Instructions to follow => Reproduce every one of the following entries word for word, keeping each line as it stands.

————————

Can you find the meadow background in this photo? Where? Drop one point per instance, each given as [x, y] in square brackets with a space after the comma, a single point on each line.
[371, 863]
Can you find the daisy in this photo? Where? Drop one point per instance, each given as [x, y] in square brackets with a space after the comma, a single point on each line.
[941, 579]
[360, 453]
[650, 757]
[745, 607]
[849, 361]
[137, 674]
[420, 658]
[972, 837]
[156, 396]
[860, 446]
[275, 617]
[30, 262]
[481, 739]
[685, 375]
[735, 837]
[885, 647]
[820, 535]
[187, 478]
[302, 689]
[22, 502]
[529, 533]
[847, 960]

————————

Output =>
Can you find the meadow background in this photo? Where? Drop one point per instance, each given as [x, y] in square brackets with a space after the comma, a single point on each line.
[371, 863]
Can you find the daisy in this photo? Where? Drop one point per instance, each given as [x, y] in square brackets with a space after the comma, a single point on each line.
[941, 579]
[360, 453]
[650, 757]
[745, 607]
[849, 361]
[137, 674]
[420, 658]
[972, 837]
[156, 396]
[860, 446]
[275, 617]
[30, 262]
[481, 739]
[685, 375]
[735, 837]
[885, 647]
[820, 535]
[187, 478]
[302, 689]
[22, 502]
[529, 533]
[847, 960]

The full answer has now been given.